Your task: Where the records hold the string "race", show the whole line it sits on.

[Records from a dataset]
—————
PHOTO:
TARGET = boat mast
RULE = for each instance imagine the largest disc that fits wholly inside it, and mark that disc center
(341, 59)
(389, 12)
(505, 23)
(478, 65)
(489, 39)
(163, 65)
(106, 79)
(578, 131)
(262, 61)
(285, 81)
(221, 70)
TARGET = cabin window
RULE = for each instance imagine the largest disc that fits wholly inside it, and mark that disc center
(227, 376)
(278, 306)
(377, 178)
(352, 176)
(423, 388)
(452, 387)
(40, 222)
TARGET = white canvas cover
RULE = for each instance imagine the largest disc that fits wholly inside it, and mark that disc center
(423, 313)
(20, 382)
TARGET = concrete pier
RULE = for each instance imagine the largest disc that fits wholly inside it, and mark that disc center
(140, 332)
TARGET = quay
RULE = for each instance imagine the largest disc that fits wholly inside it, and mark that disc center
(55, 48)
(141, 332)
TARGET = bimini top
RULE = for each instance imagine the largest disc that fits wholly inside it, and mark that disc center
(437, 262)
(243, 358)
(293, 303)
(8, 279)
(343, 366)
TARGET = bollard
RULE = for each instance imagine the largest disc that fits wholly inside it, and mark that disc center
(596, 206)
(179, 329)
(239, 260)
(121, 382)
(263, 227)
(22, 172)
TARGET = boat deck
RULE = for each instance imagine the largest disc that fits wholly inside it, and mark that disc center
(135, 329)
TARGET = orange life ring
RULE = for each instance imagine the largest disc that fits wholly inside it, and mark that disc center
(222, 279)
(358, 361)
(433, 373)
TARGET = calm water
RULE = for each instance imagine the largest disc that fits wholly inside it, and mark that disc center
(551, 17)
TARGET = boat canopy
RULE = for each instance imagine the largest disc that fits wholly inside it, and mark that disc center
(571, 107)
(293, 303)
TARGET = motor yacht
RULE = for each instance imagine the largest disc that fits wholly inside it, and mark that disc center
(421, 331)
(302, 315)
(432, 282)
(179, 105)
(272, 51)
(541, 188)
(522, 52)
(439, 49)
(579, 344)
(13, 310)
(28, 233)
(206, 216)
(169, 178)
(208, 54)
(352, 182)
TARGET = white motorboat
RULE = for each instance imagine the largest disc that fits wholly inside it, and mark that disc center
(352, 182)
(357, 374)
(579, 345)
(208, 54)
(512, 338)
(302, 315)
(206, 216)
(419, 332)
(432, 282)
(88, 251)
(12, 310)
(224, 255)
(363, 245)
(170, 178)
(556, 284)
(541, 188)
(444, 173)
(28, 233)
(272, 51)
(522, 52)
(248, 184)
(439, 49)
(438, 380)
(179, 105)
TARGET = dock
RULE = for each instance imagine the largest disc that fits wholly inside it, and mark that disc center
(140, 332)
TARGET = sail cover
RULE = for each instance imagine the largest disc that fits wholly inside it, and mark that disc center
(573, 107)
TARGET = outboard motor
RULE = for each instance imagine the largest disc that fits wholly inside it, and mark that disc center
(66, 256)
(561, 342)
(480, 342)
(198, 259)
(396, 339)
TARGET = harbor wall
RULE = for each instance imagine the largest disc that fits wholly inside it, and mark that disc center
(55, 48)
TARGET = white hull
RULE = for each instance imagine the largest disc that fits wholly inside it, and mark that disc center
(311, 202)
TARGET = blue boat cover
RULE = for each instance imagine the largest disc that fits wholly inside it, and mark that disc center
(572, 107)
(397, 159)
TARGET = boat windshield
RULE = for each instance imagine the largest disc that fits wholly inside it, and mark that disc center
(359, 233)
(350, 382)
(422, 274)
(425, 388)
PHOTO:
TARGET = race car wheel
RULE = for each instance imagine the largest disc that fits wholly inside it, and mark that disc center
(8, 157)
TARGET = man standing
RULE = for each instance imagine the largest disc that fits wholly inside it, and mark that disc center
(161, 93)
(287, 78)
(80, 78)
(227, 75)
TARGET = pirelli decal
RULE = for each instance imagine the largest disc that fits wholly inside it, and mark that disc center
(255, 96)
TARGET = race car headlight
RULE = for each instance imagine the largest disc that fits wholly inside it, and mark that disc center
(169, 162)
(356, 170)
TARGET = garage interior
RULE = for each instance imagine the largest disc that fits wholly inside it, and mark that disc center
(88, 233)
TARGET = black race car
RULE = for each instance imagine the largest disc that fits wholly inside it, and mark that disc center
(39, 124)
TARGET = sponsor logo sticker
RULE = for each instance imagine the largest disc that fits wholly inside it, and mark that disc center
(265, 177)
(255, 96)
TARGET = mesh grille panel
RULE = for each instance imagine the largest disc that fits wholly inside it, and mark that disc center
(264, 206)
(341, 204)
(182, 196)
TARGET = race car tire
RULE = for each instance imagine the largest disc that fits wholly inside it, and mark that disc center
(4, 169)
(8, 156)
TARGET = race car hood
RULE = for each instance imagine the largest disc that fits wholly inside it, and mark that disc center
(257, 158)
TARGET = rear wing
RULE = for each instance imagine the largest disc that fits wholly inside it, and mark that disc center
—————
Your response:
TARGET = race car wheel
TARGET = race car headlight
TARGET = black race car
TARGET = race car tire
TARGET = race car hood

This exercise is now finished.